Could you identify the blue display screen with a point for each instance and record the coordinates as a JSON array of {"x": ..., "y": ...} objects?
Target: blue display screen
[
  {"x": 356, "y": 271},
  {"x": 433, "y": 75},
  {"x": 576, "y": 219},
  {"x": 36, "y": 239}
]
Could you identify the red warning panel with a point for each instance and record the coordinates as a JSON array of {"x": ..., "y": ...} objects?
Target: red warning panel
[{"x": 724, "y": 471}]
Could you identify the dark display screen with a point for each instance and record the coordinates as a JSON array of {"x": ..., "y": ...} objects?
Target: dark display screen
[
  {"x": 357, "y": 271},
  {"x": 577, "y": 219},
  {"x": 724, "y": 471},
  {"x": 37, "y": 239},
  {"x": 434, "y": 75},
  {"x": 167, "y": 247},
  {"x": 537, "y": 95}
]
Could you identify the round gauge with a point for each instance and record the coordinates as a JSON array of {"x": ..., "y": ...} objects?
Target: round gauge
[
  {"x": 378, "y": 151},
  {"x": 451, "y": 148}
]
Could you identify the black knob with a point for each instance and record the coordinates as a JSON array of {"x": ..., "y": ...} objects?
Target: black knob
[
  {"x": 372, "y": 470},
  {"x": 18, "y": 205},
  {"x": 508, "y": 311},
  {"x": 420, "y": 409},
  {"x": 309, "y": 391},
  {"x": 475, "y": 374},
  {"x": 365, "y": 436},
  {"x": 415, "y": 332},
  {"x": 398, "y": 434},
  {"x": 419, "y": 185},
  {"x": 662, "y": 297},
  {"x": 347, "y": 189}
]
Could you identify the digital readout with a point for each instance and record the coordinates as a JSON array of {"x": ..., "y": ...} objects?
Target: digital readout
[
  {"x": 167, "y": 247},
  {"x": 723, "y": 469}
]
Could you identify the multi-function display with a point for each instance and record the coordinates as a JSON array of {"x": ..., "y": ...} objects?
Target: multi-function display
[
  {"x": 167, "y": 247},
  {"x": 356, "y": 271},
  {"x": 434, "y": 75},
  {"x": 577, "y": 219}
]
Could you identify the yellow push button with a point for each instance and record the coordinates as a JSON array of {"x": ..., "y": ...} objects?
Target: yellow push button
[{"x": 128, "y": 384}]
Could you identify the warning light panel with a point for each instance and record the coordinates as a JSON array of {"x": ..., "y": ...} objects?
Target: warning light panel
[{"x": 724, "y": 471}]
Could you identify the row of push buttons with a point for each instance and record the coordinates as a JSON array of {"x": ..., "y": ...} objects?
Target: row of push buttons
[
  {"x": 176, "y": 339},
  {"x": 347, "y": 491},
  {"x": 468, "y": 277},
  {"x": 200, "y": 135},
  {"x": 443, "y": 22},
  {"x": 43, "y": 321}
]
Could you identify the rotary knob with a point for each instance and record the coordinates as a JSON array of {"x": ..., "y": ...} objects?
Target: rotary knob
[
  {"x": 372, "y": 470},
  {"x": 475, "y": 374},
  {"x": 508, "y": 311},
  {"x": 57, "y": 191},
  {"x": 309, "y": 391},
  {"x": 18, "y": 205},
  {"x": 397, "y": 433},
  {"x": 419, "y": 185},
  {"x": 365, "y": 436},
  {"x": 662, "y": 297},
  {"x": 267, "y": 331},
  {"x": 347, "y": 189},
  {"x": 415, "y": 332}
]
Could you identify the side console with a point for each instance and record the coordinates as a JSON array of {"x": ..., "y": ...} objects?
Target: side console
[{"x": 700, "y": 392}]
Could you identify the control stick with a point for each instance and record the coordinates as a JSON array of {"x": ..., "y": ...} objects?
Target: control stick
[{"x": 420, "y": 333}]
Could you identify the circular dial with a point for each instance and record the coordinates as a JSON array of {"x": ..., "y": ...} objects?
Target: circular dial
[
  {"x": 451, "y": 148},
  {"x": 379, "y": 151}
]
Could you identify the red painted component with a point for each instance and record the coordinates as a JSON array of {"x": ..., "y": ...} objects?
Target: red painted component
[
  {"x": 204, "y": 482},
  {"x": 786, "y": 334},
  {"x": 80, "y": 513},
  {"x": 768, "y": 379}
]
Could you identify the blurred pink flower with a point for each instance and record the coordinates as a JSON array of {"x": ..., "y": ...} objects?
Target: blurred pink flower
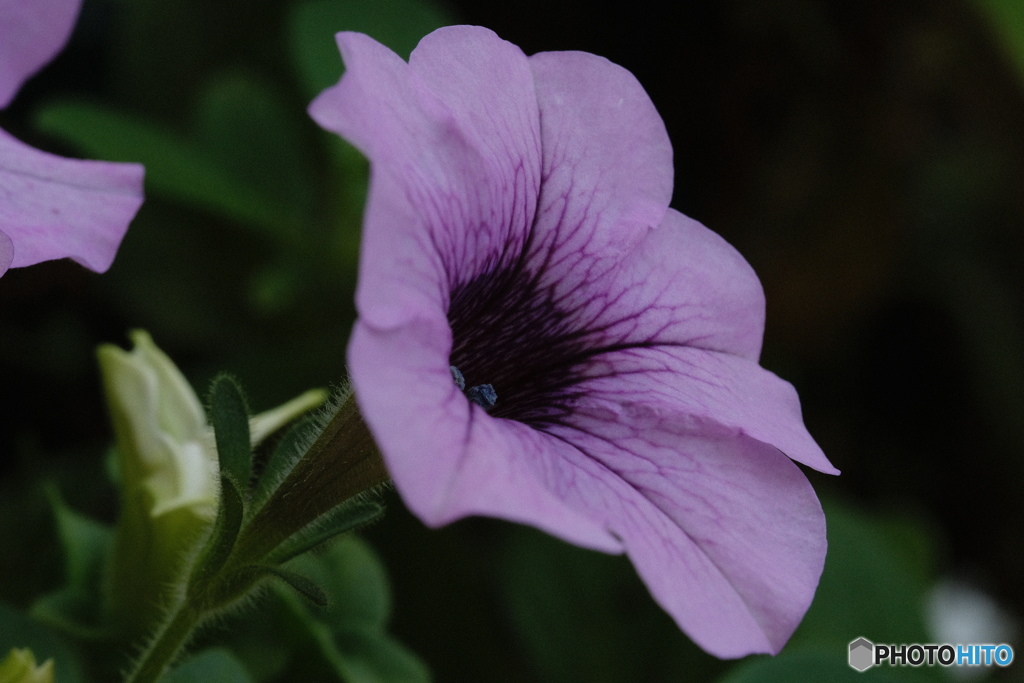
[
  {"x": 517, "y": 238},
  {"x": 52, "y": 207}
]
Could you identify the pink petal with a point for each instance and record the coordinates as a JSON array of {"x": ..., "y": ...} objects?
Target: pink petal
[
  {"x": 32, "y": 32},
  {"x": 454, "y": 140},
  {"x": 725, "y": 531},
  {"x": 52, "y": 207},
  {"x": 449, "y": 458},
  {"x": 707, "y": 387},
  {"x": 6, "y": 253},
  {"x": 682, "y": 285},
  {"x": 607, "y": 168}
]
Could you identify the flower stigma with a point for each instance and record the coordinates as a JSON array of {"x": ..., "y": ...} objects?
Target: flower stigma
[{"x": 481, "y": 394}]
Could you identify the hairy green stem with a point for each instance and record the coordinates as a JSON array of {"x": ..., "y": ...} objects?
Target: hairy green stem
[{"x": 167, "y": 644}]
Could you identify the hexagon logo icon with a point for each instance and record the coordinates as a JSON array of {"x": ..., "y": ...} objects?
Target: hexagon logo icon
[{"x": 861, "y": 654}]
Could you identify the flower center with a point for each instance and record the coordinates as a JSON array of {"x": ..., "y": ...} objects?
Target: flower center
[
  {"x": 512, "y": 338},
  {"x": 481, "y": 394}
]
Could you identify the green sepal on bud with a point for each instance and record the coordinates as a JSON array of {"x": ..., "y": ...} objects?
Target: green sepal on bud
[
  {"x": 168, "y": 463},
  {"x": 19, "y": 667},
  {"x": 230, "y": 426}
]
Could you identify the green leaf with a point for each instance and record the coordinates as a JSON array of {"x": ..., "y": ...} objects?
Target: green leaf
[
  {"x": 583, "y": 616},
  {"x": 72, "y": 611},
  {"x": 372, "y": 657},
  {"x": 225, "y": 530},
  {"x": 870, "y": 587},
  {"x": 354, "y": 578},
  {"x": 339, "y": 520},
  {"x": 230, "y": 425},
  {"x": 76, "y": 608},
  {"x": 348, "y": 634},
  {"x": 175, "y": 166},
  {"x": 213, "y": 665},
  {"x": 16, "y": 630},
  {"x": 245, "y": 160},
  {"x": 305, "y": 587},
  {"x": 85, "y": 542},
  {"x": 256, "y": 137},
  {"x": 397, "y": 24},
  {"x": 1007, "y": 19}
]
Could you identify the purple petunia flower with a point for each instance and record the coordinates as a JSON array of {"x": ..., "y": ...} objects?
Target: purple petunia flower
[
  {"x": 52, "y": 207},
  {"x": 542, "y": 339}
]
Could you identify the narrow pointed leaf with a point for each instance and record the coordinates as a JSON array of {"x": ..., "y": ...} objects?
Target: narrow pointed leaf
[
  {"x": 303, "y": 585},
  {"x": 339, "y": 520},
  {"x": 225, "y": 530},
  {"x": 85, "y": 543},
  {"x": 230, "y": 424},
  {"x": 284, "y": 457}
]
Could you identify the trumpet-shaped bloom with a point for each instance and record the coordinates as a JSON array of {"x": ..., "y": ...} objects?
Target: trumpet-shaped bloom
[
  {"x": 52, "y": 207},
  {"x": 542, "y": 339}
]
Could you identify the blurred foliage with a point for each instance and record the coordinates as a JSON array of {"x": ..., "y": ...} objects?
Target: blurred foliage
[{"x": 866, "y": 158}]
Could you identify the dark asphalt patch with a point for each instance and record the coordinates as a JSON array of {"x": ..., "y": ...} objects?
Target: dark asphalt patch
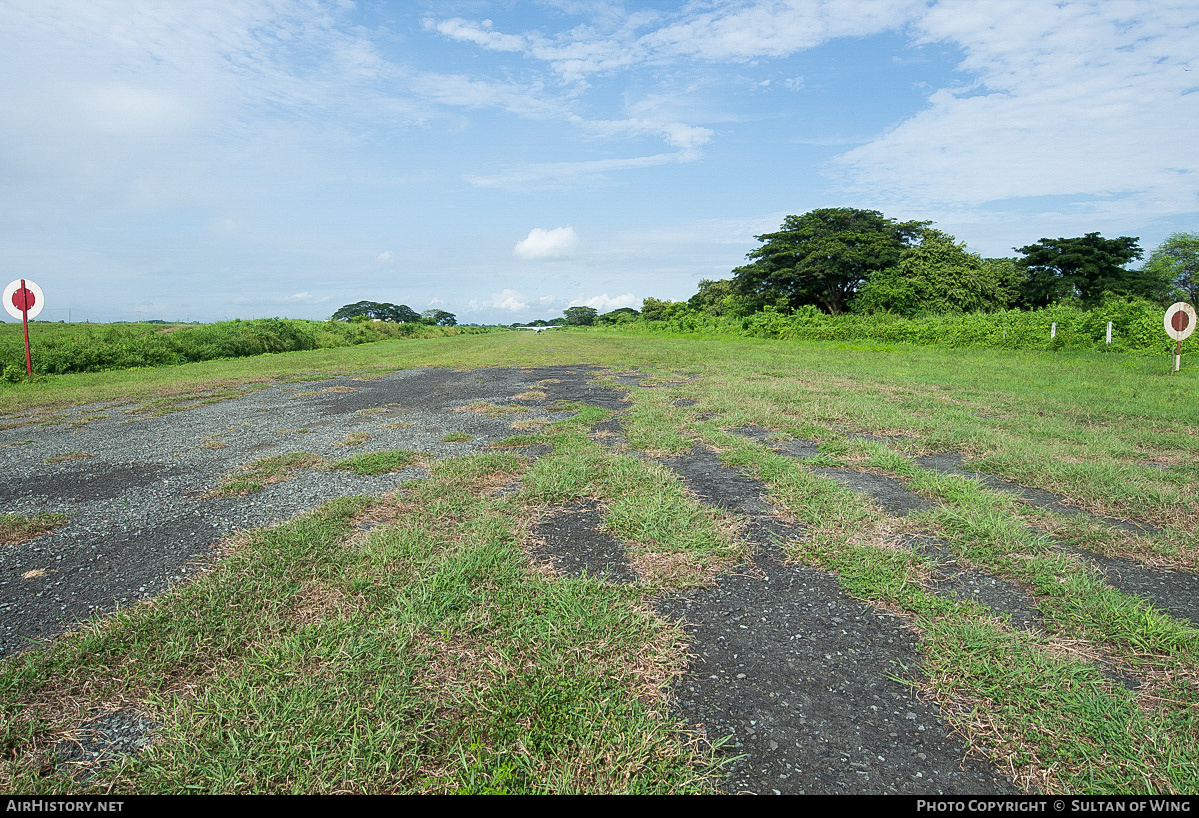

*What to produce:*
Pictures stay out, but every record above is to be returned exactly.

*Final answer:*
Could you identify the blue display screen with a point for each instance and record the coordinates as a JSON array of {"x": ..., "y": ...} objects?
Target: blue display screen
[
  {"x": 356, "y": 271},
  {"x": 433, "y": 75},
  {"x": 576, "y": 219},
  {"x": 36, "y": 239}
]
Could you identify the red warning panel with a point for each instance and record the coordinates as a JSON array of {"x": ..., "y": ...} objects?
Target: red warning panel
[{"x": 724, "y": 471}]
Could you identify the dark display screen with a point for each instance and record the coordinates as a JSON array of {"x": ..., "y": ...} objects?
Target: dark display screen
[
  {"x": 357, "y": 271},
  {"x": 577, "y": 219},
  {"x": 724, "y": 471},
  {"x": 37, "y": 239},
  {"x": 434, "y": 75},
  {"x": 167, "y": 247},
  {"x": 537, "y": 95}
]
Could you identify the round gauge with a point for each instance and record the coordinates as a JSON array of {"x": ..., "y": ...} objects?
Target: round gauge
[
  {"x": 378, "y": 151},
  {"x": 451, "y": 148}
]
Could you identify the black knob with a point for each instance and record the coordinates as a JSON array of {"x": ..., "y": ...} objects?
Target: black knob
[
  {"x": 372, "y": 470},
  {"x": 18, "y": 205},
  {"x": 508, "y": 311},
  {"x": 420, "y": 409},
  {"x": 309, "y": 391},
  {"x": 475, "y": 374},
  {"x": 365, "y": 436},
  {"x": 415, "y": 332},
  {"x": 398, "y": 434},
  {"x": 419, "y": 185},
  {"x": 662, "y": 297},
  {"x": 347, "y": 189}
]
Could you identify the digital readout with a point for each instance and record the coordinates as a JSON array of {"x": ..., "y": ...} objects?
Target: digital readout
[
  {"x": 167, "y": 247},
  {"x": 723, "y": 469}
]
Could you identify the multi-function display with a point for each instance and record the coordinates as a JSON array of {"x": ..., "y": ...} objects?
Target: multi-function display
[
  {"x": 167, "y": 247},
  {"x": 356, "y": 271},
  {"x": 434, "y": 75},
  {"x": 577, "y": 219}
]
Could you identify the yellow push button with a point for each instance and record the coordinates as a JSON array of {"x": ..., "y": ...} objects?
Target: yellow push button
[{"x": 128, "y": 384}]
Could you identify the warning light panel with a point for each instance and record the coordinates as a JSON array of {"x": ..., "y": ...} objects?
Target: warning light panel
[{"x": 724, "y": 471}]
Could you identify the row of push buttons with a point for each instance and record the coordinates as a JSON array of {"x": ..., "y": ...} objects?
Target: row of push buttons
[
  {"x": 176, "y": 339},
  {"x": 347, "y": 491},
  {"x": 468, "y": 277},
  {"x": 200, "y": 135},
  {"x": 443, "y": 22},
  {"x": 43, "y": 321}
]
Could you identify the rotary knob with a point for each instance and record the coordinates as a JSON array of {"x": ..., "y": ...} objects?
Target: rotary knob
[
  {"x": 372, "y": 470},
  {"x": 475, "y": 374},
  {"x": 508, "y": 311},
  {"x": 57, "y": 191},
  {"x": 309, "y": 391},
  {"x": 18, "y": 205},
  {"x": 397, "y": 433},
  {"x": 419, "y": 185},
  {"x": 365, "y": 436},
  {"x": 662, "y": 297},
  {"x": 267, "y": 331},
  {"x": 347, "y": 189},
  {"x": 415, "y": 332}
]
Could you identify the side console with a point for each instance and record the coordinates as a JSON array of {"x": ..., "y": ...} objects?
Target: side console
[{"x": 700, "y": 392}]
Could you identify the control stick with a point for each instance and record the coordinates as a JSON array of {"x": ..., "y": ...} objects?
Target: control stick
[{"x": 420, "y": 333}]
Could you identify the circular dial with a point for each instance and record the coordinates as a JSON array of {"x": ..., "y": ...} objects?
Target: circular dial
[
  {"x": 451, "y": 148},
  {"x": 379, "y": 151}
]
Could you identify the red painted component with a point for each instance and record the coordinates as a JSON array of {"x": ..., "y": ...} objects?
Target: red painted component
[
  {"x": 204, "y": 482},
  {"x": 786, "y": 334},
  {"x": 80, "y": 513},
  {"x": 768, "y": 379}
]
Could you identify the blurred pink flower with a point for each instance and record the coordinates as a JSON array of {"x": ..., "y": ...} objects?
Target: blurred pink flower
[
  {"x": 517, "y": 238},
  {"x": 52, "y": 207}
]
Could you identify the pink petal with a point for each instance and record the coordinates as a JSON array of {"x": ..., "y": ...} objects?
Target: pink petal
[
  {"x": 32, "y": 32},
  {"x": 454, "y": 140},
  {"x": 725, "y": 531},
  {"x": 52, "y": 207},
  {"x": 449, "y": 458},
  {"x": 707, "y": 387},
  {"x": 6, "y": 253},
  {"x": 682, "y": 285},
  {"x": 607, "y": 168}
]
Could you identify the flower stigma with a point for each instance and record the coordinates as a JSON array of {"x": ..., "y": ...} objects?
Target: flower stigma
[{"x": 481, "y": 394}]
Could you identify the hairy green stem with a point for each instance and record the coordinates as a JSON array of {"x": ..., "y": ...} objects?
Target: hairy green stem
[{"x": 167, "y": 644}]
Could you identify the hexagon logo icon with a point for each instance and record the coordinates as a JSON array of {"x": ..., "y": ...} objects?
Target: hexagon logo icon
[{"x": 861, "y": 654}]
Could you identify the flower center with a point for each instance and record the coordinates as a JSON array of {"x": ..., "y": ...} objects?
Target: flower center
[
  {"x": 512, "y": 338},
  {"x": 481, "y": 394}
]
Could you identify the green sepal on bud with a point for each instance and record the coordinates as a JSON array of {"x": ..., "y": ...} objects?
Target: green sepal on bud
[
  {"x": 168, "y": 463},
  {"x": 19, "y": 667},
  {"x": 230, "y": 426}
]
Could you identify the green leaf with a point for each instance and record the coordinates as a JSON array of {"x": ..., "y": ...} objects?
Target: green leaf
[
  {"x": 583, "y": 616},
  {"x": 72, "y": 611},
  {"x": 372, "y": 657},
  {"x": 225, "y": 530},
  {"x": 870, "y": 587},
  {"x": 354, "y": 578},
  {"x": 339, "y": 520},
  {"x": 230, "y": 425},
  {"x": 76, "y": 608},
  {"x": 348, "y": 634},
  {"x": 175, "y": 166},
  {"x": 213, "y": 665},
  {"x": 16, "y": 630},
  {"x": 245, "y": 160},
  {"x": 305, "y": 587},
  {"x": 85, "y": 542},
  {"x": 256, "y": 137},
  {"x": 397, "y": 24},
  {"x": 1007, "y": 19}
]
Could you identify the purple petunia flower with a point for each instance and record the coordinates as a JSON array of {"x": ..., "y": ...} objects?
Target: purple petunia flower
[
  {"x": 52, "y": 207},
  {"x": 542, "y": 339}
]
Could you identify the narrow pointed leaf with a point for each instance and record the coordinates as a JSON array of {"x": ..., "y": ...} objects?
Target: narrow pointed leaf
[
  {"x": 303, "y": 585},
  {"x": 339, "y": 520},
  {"x": 225, "y": 530},
  {"x": 85, "y": 543},
  {"x": 230, "y": 424},
  {"x": 284, "y": 457}
]
Could you identify the trumpet-shaped bloom with a point for each instance and record the coordinates as a JSON array of {"x": ..., "y": ...} objects?
Target: trumpet-shaped bloom
[
  {"x": 52, "y": 207},
  {"x": 542, "y": 339}
]
Could you identify the blurred foliage with a point for each instance and record the coordinates as a JSON array of {"x": ..., "y": ...} objects?
Target: blurred foliage
[{"x": 866, "y": 158}]
Could you identify the dark asphalt patch with a point for each instance and record the coordinates as a JSON array of {"x": ..., "y": ...} objects?
Target: dark asphalt patch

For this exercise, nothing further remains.